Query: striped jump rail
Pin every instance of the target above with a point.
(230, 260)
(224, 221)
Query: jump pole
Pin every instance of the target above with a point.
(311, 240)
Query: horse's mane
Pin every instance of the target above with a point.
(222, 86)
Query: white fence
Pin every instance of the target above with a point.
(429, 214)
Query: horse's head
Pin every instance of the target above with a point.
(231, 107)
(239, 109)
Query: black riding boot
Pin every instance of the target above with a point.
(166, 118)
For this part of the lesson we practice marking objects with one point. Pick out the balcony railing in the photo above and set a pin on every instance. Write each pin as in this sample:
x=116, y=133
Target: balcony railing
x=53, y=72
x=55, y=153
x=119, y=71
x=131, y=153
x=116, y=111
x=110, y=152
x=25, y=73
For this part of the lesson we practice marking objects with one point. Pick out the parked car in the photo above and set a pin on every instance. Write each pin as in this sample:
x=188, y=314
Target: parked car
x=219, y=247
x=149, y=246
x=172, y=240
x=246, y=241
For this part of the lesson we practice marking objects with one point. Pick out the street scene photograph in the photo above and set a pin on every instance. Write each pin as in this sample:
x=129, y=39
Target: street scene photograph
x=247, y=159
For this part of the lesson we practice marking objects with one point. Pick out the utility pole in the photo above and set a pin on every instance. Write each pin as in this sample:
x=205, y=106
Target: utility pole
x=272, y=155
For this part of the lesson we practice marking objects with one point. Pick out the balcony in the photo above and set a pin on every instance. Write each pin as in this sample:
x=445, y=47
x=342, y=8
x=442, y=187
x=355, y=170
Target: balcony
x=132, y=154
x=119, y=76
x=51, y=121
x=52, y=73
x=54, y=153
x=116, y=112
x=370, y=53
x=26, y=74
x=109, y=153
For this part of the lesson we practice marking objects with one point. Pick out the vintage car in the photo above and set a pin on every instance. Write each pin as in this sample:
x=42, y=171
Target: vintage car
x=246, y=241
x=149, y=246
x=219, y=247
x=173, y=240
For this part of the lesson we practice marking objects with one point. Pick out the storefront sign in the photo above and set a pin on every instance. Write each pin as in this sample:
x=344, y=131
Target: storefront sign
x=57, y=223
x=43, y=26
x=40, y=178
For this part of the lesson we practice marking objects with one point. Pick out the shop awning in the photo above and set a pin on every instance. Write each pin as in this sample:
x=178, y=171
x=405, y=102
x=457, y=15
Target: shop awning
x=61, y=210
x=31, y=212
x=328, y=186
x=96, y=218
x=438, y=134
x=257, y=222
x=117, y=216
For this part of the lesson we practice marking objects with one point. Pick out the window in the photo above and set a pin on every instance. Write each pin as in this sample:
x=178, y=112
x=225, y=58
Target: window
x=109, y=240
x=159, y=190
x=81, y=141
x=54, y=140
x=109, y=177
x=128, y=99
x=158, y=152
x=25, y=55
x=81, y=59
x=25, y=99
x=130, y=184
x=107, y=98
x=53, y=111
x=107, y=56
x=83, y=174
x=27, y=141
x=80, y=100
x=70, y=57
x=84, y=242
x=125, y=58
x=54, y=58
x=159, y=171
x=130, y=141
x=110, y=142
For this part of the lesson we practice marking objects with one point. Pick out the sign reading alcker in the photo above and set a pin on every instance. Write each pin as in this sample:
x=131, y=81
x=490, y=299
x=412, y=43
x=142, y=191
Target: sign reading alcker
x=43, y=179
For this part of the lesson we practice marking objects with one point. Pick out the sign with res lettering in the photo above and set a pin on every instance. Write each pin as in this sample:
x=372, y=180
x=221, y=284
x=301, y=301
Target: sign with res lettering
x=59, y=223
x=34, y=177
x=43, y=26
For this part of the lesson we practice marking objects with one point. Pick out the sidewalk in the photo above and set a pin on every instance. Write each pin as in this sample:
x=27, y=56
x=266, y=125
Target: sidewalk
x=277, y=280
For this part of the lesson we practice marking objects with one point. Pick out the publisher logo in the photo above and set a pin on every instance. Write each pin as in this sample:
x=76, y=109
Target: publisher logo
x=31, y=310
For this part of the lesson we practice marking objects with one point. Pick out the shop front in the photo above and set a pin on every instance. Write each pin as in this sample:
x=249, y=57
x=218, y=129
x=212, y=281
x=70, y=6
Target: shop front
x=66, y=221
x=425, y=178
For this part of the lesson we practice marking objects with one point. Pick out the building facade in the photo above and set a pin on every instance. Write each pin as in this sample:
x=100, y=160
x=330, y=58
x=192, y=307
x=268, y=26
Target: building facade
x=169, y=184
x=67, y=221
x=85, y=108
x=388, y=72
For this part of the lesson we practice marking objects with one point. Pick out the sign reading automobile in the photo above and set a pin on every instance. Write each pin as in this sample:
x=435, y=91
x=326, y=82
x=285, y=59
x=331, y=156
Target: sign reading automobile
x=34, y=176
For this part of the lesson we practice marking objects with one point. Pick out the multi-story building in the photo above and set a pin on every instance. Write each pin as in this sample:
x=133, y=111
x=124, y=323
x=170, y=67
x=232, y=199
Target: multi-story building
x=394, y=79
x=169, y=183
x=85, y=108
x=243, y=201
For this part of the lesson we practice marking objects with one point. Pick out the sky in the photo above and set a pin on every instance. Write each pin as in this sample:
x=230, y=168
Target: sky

:::::

Action item - Write out the material above exactly and in full.

Reply -
Query: striped jump rail
Pin every instance of the target above with a point.
(230, 260)
(224, 221)
Query: jump pole
Pin every instance of the target above with a point.
(311, 240)
Query: horse's mane
Pin every instance of the target above with a point.
(222, 86)
Query: white fence
Pin every instance of the target above with a point.
(429, 214)
Query: horse's head
Pin every instance of the target above with a point.
(231, 107)
(239, 109)
Query: black riding boot
Pin every instance of the target above with a point.
(166, 118)
For this part of the lesson we practice marking objects with one point. Pick out the balcony railing in the photo above and set a pin on every instance. Write each pin as in this sample:
x=116, y=133
Target: balcony railing
x=53, y=72
x=55, y=153
x=119, y=71
x=131, y=153
x=116, y=111
x=110, y=152
x=25, y=73
For this part of the lesson we practice marking objects with one point. Pick out the parked car in the photo above and set a pin on every instance. Write each pin as in this sample:
x=188, y=314
Target: parked car
x=219, y=247
x=149, y=246
x=172, y=240
x=246, y=241
For this part of the lesson we practice marking objects with one point. Pick out the street scene photograph in the photo above and set a pin on every instance. Write each pin as in this sample:
x=129, y=39
Target: street scene photograph
x=247, y=159
For this part of the lesson we practice marking objects with one point. Pick out the utility pole in the photo above and set a pin on every instance. Write each pin as in this sample:
x=205, y=106
Target: utility pole
x=272, y=155
For this part of the lesson we practice marking objects with one point. Pick out the balcony in the photo above and set a pin on every instance. Write each pin as in this sample:
x=445, y=47
x=342, y=8
x=442, y=187
x=355, y=170
Target: balcony
x=132, y=154
x=119, y=76
x=51, y=121
x=52, y=73
x=54, y=153
x=116, y=112
x=370, y=53
x=26, y=74
x=109, y=153
For this part of the lesson we practice marking objects with one point. Pick out the vintage car in the photo above and set a pin on every instance. Write each pin as in this sample:
x=42, y=171
Target: vintage car
x=246, y=241
x=149, y=246
x=219, y=247
x=173, y=240
For this part of the lesson we practice marking objects with one point. Pick out the storefront sign in the photo above and set a pin on every instance. Write each pin as in this sample:
x=344, y=131
Target: storefront sign
x=57, y=223
x=43, y=26
x=40, y=178
For this part of the lesson we practice marking objects with one point. Pick out the shop awning in the photo above and set a pin on every instance. Write each pin as in this sample:
x=178, y=171
x=405, y=102
x=457, y=15
Target: shop awning
x=61, y=210
x=31, y=212
x=328, y=186
x=96, y=218
x=438, y=134
x=257, y=222
x=117, y=216
For this part of the lesson we practice marking objects with one point. Pick out the window in the photo above and set a pin on every instance. Write each pin as in this sample:
x=178, y=112
x=225, y=58
Target: window
x=109, y=240
x=159, y=190
x=81, y=141
x=54, y=140
x=109, y=177
x=128, y=99
x=158, y=152
x=25, y=55
x=81, y=59
x=25, y=99
x=130, y=184
x=107, y=98
x=53, y=111
x=107, y=56
x=83, y=174
x=27, y=141
x=80, y=100
x=70, y=57
x=84, y=242
x=125, y=58
x=54, y=58
x=159, y=171
x=130, y=141
x=110, y=142
For this part of the lesson we practice marking objects with one point. Pick out the sign reading alcker in the photo above and set a pin on every instance. Write each pin as in this sample:
x=131, y=81
x=490, y=299
x=412, y=43
x=142, y=191
Target: sign reading alcker
x=43, y=179
For this part of the lesson we practice marking objects with one point. Pick out the sign with res lettering in the photo above and set a pin on every instance. Write each pin as in this sample:
x=372, y=180
x=221, y=284
x=301, y=301
Target: sign with res lettering
x=59, y=223
x=34, y=177
x=43, y=26
For this part of the lesson we practice marking objects with one point. Pick out the sidewalk in the photo above and set a pin on every instance. Write each pin as in this sample:
x=27, y=56
x=266, y=125
Target: sidewalk
x=277, y=280
For this part of the lesson we practice marking objects with one point. Pick out the publisher logo in the photo above and set a pin on every instance. Write each pin as in this sample:
x=76, y=109
Target: publisher logo
x=31, y=310
For this part of the lesson we practice marking objects with one point. Pick out the shop front in the photo above and set a pin on every instance. Write each pin as in this sample:
x=249, y=57
x=218, y=129
x=212, y=281
x=70, y=6
Target: shop front
x=66, y=221
x=425, y=178
For this part of the lesson we practice marking objects with one point. Pick out the building facade in the photo above and set a pin on every instance. Write each pin as in this sample:
x=100, y=160
x=330, y=58
x=192, y=307
x=268, y=26
Target: building facade
x=169, y=184
x=67, y=221
x=85, y=108
x=388, y=72
For this part of the lesson we practice marking objects with one point. Pick out the sign reading automobile in the photo above and set a pin on every instance. Write each pin as in this sample:
x=435, y=91
x=326, y=82
x=285, y=59
x=331, y=156
Target: sign reading automobile
x=34, y=176
For this part of the lesson we practice marking objects with one point. Pick out the multi-story building in the photo above and set a pin on every instance. Write each pin as in this sample:
x=133, y=111
x=124, y=323
x=170, y=67
x=232, y=199
Target: multi-story building
x=394, y=79
x=169, y=183
x=85, y=108
x=243, y=201
For this part of the lesson we practice marking objects with one point. Pick out the sky in the photo above and set a pin on every instance. Write each pin as in this sample:
x=230, y=168
Target: sky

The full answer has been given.